- _INSTRUCTION_:
Answer these questions about the passage on Post-Modernism:
1. To what earlier style does it compare Post-Modern Classicism in uniting practitioners around the world?
2. What do Leon Krier and Aldo Rossi keep, according to the passage?
3. Which two practitioners does it name as having left Modernism without necessarily embracing Free Style Classicism?
=== SUPPLIED PASSAGE ===
With these distinctions in mind several further
points become clear: the main school of
Post-Modernism (Venturi, Moore, Stern, and now Hollein,
Stirling, Philip Johnson, Bofill) should be
distinguished from the other departures just as a conscious
movement is distinguished from a wider cultural shift.
Furthermore, Post-Modern Classicism, the new synthesis which
now unites practitioners around the world as the International
Style did in the twenties, is an identifiable style and philosophical approach (gathering fragments of contextualism,
eclecticism, semiotics, and particular architectural traditions
into its hybrid ideology). Leon Krier, even Aldo Rossi, has
started to move towards this consensus (although they keep
a suspicion of all things American). When an historian of
the year 2000 looks at our period he might distinguish the
Post-Modern Classicists from the post-modern practitioners — those in the other
traditions such as Kroll and Erskine who have also left Modernism but not necessarily embraced the Free Style Classicism.
=== DATA RECORDS ===
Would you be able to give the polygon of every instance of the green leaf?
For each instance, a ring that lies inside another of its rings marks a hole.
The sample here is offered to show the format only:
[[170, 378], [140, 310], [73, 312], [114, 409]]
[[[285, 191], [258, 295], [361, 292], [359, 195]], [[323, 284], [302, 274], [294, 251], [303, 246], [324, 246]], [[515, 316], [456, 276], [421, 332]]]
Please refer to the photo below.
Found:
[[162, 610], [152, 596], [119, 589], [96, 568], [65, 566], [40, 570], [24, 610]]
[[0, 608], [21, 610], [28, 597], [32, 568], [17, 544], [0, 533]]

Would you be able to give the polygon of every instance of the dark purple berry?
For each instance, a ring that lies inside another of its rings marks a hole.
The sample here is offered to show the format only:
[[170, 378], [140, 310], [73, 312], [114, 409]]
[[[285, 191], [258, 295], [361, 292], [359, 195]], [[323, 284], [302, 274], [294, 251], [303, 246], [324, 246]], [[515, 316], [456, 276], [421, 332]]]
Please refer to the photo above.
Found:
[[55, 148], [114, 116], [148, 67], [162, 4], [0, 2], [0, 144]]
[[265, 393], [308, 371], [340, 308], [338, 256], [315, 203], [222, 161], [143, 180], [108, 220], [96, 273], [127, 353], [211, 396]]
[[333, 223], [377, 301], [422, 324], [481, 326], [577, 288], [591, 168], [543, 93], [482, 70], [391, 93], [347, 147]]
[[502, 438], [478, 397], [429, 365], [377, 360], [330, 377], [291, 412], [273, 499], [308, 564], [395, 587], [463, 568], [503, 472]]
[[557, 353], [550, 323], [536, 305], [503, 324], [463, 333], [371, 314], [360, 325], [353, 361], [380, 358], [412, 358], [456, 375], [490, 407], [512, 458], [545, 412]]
===
- _RESPONSE TO THE EXERCISE_:
1. The International Style of the twenties.
2. A suspicion of all things American.
3. Kroll and Erskine.